*Dataset records:*

━━━━━━━━━━

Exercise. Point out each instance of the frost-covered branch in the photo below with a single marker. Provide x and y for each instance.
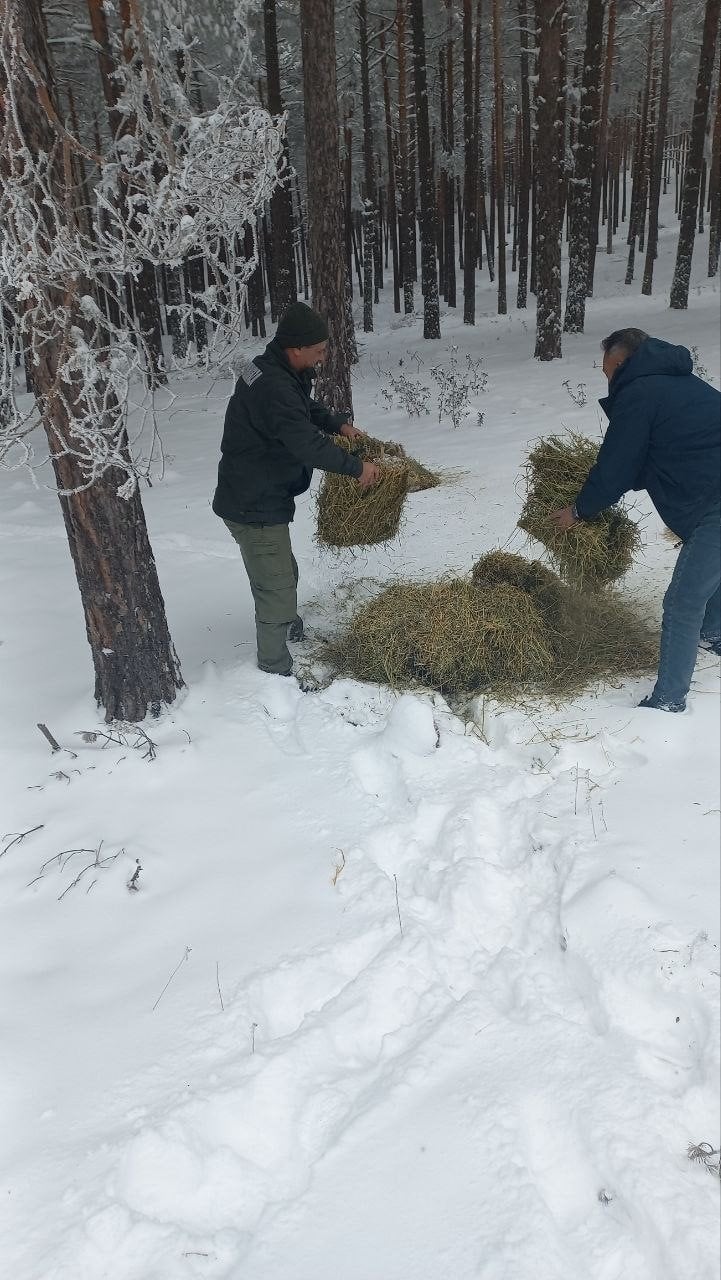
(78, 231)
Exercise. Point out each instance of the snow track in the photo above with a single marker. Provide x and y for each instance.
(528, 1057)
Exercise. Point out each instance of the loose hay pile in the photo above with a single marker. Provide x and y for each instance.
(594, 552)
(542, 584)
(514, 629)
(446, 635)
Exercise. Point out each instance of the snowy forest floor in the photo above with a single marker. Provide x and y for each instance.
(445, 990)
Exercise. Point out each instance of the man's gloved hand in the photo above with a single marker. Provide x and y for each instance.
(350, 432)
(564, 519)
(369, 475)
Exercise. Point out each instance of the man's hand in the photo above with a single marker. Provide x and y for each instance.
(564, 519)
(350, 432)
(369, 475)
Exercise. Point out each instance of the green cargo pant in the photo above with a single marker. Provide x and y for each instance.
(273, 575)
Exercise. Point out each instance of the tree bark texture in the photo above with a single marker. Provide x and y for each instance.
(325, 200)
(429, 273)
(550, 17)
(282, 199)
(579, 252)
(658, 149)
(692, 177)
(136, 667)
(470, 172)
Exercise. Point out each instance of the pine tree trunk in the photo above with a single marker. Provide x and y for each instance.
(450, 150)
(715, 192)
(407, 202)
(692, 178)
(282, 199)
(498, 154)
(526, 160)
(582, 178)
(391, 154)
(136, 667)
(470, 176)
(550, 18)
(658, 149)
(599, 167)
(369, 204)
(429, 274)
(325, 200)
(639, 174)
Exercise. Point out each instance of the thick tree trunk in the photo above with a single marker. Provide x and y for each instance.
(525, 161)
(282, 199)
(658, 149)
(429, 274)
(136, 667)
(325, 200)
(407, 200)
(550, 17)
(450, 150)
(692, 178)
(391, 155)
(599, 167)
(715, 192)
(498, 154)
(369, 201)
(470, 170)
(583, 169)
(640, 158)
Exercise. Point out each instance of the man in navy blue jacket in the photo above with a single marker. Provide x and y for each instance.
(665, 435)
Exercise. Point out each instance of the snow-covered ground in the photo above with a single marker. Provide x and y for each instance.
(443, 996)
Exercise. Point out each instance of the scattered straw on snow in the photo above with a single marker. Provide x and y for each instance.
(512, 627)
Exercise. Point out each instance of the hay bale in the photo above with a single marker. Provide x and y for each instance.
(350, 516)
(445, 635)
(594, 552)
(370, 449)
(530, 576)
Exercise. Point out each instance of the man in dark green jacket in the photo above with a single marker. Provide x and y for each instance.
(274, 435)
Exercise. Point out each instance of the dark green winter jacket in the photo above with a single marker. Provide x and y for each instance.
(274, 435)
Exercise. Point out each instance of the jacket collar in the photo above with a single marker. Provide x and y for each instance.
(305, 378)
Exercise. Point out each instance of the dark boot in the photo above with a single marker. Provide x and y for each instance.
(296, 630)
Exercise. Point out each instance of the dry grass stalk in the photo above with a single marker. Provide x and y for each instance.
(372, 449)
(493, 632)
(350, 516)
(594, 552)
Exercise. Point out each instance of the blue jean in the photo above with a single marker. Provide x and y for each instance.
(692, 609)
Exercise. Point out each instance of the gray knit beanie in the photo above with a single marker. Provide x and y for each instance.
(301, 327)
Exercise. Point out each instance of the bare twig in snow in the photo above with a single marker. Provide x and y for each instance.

━━━━━━━━━━

*What you need to do:*
Could you set down every entry above exactly as it stands, with no images?

*Solution for this exercise:*
Exercise. Point out each instance of the frost-covered branch in the photo below with a single marker. Provide x and y for each instance.
(78, 231)
Exercise. Point out each instance of the snow track in the photo above with a single marker. Provide x and y for each instance.
(528, 1057)
Exercise. Point out each instance of the loose hay pile in the photo above with a single marker. Provide x and y for each instance.
(594, 552)
(542, 584)
(514, 629)
(446, 635)
Exercise. Point out each instance of the snowy forest floor in the photo above with a single marker. Provide x and y for each instance.
(445, 990)
Exercise. Point out each instance of the man's gloved hand in the photo above with a single marker. Provide x and y for each instance.
(350, 432)
(564, 519)
(369, 475)
Exercise. Point out each instance of the man's hand in the photo above with a single marker. Provide x and y for each instance.
(564, 519)
(350, 432)
(369, 475)
Exercise. Point out each instance of the green cargo pant in the photo above with a single marker. Provide x and y for each instance.
(273, 575)
Exercise. Point out each instance of the tree bark texture in the photo above with a single marker. Provide x and y for each instance.
(325, 200)
(429, 273)
(550, 17)
(282, 199)
(579, 252)
(658, 149)
(692, 177)
(136, 667)
(470, 172)
Exercise. Point out each instance of the pine tree trunk in the photo above with a single marker. Provide x and y for each instance.
(450, 150)
(715, 192)
(407, 202)
(692, 178)
(282, 199)
(498, 154)
(526, 160)
(582, 178)
(391, 154)
(136, 667)
(470, 176)
(550, 18)
(658, 149)
(599, 167)
(369, 204)
(429, 274)
(325, 200)
(639, 174)
Exercise. Point out each instance of the thick tree trunk in the photo above with a single marker. Provide x and y for each instance.
(525, 161)
(282, 199)
(658, 149)
(429, 274)
(136, 667)
(325, 200)
(407, 200)
(550, 17)
(450, 150)
(692, 178)
(391, 155)
(599, 167)
(715, 192)
(498, 154)
(369, 201)
(470, 170)
(583, 169)
(640, 158)
Exercise. Point out each instance of the man in navy blue jacket in the photo above with a single marker. Provide x and y for each instance.
(665, 435)
Exercise. Point out each instance of the snow-covered ground in the photo above with a single marker. Provide x and y for each instance.
(443, 996)
Exercise. Point out each instance of the scattered straw on snow in the photo above with a single marker. Provide x and y for each instance.
(512, 627)
Exercise. Point out each instance of the hay bale in the photo above with a single marker. Provide x and y for each instance.
(350, 516)
(445, 635)
(594, 552)
(370, 449)
(530, 576)
Exercise. Point out each instance of the man in dark green jacket in the photo above with a single marker. Provide x and y for each instance.
(274, 435)
Exercise. Point out each instance of the dark green winter jacket in the photo above with a single marker. Provide x and y for each instance.
(274, 435)
Exercise. Point out each instance of the jacket collar in the photo above with a single marker. Provide x and y for each instance.
(305, 378)
Exercise. Point out each instance of the dark boot in the photo above with a single marker. Provide x and y for each instance.
(296, 630)
Exercise. Point out each instance of the dry grass stalk in the photo above with a single marker. Provide x and y for each instance.
(372, 449)
(493, 632)
(350, 516)
(594, 552)
Exercise. Point out each instance of the blue jean in the photo above with a single marker. Provide x and y for each instance.
(692, 609)
Exercise. Point out each instance of the gray knit beanie in the photo above with a single marker. Provide x and y for each instance.
(301, 327)
Exercise. Point out each instance of the bare twig in snow in the photo above with a single marker. Provide x and y for each instance.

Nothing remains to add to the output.